Page text:
"""

Sam. P. Rose and S.D. Walling, for appellant.

Benedict & Phelps and Williams & Whitford, for appellees.

CAMPBELL J. (after stating the facts).

The objection interposed by the appellees to the jurisdiction of this court to entertain the appeal must first be disposed of before considering the assignments of error. Section 1, p. 118, Sess. Laws 1891, provides that no appeal to the supreme court shall lie to review the final judgment of any inferior court unless the judgment exceeds $2,500, exclusive of costs; provided, this limitation shall not apply where the matter in controversy relates to a franchise or freehold, or where a construction of the state of federal constitution is necessary to a determination of the case. The proceeding to enforce a mechanic's lien does not involve a freehold. McCandless v. Green, 20 Colo. 519, 39 P. 64. To warrant the assumption of jurisdiction, the amount of the judgment in a case like the one at bar must be determined by the amount of the judgment in favor of each lien claimant, and not the aggregate amount of the several judgments; and, as neither of the several judgments here amounts to $2,500, jurisdiction on this ground does not attach. Mining Co. v. Gallagher, 5 Colo. 23; Piper v. Jacobson, 98 Ill. 389; Farwell v. Becker, 129 Ill. 261, 21 N.E. 792; Aultman & Taylor Co. v. Weir, 134 Ill. 137, 24 N.E. 771; Bank v. Stout, 113 U.S. 684, 5 S.Ct. 695. Evidently, therefore, the only ground, if any, which invokes the jurisdiction of this court to review this judgment and decree must be one of the constitutional questions referred to. The appellant claims that the court below must necessarily have based its judgment upon the construction given by it to section 11 of article 2 of our state constitution, prohibiting all laws impairing the obligation of contracts, and laws retrospective in their operation; and section 10 of article 1 of the federal constitution, relating to the same matters; or, rather, that its judgment can be upheld only by giving to the amendments of 1889 to the mechanic's lien act of 1883 a retrospective operation, which necessarily violates the constitutional provisions mentioned.

"""

Stored data:
"""

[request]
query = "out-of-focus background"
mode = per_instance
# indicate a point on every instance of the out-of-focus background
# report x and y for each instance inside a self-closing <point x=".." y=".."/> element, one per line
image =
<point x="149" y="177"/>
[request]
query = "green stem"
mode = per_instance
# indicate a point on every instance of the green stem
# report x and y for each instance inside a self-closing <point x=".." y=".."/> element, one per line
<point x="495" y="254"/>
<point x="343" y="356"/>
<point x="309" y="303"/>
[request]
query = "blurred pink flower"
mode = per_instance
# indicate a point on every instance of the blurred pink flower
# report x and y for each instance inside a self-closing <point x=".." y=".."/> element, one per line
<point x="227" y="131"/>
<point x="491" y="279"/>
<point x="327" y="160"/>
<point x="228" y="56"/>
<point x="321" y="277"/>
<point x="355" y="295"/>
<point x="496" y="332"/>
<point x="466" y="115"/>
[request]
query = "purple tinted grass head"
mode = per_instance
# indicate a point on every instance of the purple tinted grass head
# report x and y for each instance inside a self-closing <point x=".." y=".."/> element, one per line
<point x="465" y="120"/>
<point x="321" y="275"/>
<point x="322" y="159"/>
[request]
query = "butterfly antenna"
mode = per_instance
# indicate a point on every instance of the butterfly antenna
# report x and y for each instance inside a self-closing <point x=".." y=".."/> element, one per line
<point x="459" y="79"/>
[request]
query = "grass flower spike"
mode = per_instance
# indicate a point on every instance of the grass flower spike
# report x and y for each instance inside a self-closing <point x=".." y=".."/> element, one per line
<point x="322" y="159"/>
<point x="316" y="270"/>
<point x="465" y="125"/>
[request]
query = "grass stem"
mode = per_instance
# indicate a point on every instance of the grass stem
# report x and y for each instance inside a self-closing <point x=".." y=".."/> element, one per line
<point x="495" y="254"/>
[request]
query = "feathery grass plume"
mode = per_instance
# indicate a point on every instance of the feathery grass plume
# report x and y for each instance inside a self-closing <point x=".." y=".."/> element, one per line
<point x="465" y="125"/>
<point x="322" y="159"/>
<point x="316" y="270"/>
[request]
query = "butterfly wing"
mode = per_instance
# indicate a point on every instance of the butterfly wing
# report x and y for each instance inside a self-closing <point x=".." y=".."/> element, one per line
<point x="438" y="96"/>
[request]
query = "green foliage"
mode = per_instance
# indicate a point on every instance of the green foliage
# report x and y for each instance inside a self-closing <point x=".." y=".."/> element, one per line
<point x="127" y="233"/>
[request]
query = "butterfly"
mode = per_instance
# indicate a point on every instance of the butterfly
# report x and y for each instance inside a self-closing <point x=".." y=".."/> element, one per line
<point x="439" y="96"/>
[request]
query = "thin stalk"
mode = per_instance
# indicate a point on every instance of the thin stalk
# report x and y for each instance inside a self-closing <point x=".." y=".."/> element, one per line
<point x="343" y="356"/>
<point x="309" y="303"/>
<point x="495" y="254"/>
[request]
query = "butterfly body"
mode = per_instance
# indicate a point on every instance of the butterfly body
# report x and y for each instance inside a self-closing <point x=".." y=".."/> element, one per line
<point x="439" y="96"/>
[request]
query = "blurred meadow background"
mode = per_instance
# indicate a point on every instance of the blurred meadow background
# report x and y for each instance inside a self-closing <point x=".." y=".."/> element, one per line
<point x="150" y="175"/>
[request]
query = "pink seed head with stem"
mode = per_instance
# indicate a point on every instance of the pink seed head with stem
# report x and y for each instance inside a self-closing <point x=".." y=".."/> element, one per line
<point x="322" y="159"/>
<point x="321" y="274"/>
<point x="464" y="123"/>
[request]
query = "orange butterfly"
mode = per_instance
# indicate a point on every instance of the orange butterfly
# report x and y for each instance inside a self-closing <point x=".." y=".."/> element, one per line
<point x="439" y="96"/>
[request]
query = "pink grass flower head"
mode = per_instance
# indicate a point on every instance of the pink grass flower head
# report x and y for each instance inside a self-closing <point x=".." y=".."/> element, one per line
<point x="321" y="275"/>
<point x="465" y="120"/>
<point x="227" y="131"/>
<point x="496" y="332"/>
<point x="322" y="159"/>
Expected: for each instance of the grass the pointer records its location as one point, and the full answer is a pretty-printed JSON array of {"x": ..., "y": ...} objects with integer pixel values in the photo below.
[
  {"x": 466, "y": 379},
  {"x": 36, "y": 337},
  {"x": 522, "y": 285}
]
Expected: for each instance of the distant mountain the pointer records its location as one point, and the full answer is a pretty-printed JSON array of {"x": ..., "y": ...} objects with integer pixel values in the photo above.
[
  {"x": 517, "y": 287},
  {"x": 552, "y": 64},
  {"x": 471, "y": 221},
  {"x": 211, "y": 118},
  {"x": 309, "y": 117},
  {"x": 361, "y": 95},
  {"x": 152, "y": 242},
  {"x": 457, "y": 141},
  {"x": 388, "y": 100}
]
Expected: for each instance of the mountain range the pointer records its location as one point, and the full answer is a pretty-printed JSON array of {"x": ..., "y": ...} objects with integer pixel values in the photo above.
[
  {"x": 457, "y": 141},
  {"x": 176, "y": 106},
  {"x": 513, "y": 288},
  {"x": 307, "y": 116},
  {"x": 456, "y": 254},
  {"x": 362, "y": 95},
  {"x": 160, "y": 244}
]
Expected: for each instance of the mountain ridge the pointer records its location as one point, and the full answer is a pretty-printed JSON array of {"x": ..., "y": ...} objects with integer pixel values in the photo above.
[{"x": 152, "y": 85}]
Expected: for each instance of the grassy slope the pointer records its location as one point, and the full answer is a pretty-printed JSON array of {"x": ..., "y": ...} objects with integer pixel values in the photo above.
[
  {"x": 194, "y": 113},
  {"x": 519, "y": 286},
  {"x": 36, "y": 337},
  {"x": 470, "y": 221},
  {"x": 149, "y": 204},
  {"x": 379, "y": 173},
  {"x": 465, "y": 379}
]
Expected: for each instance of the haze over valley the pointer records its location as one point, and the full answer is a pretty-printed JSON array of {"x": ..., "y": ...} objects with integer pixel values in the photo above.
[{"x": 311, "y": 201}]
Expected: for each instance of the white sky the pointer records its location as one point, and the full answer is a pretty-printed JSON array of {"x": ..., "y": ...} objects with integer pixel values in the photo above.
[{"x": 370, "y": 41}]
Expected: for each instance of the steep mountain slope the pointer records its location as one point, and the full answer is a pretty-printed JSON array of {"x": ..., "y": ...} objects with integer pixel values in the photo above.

"""

Task:
In the court opinion, how large must an inferior court's final judgment be before the supreme court can review it on appeal?

Reply to the exercise:
It must exceed $2,500, exclusive of costs.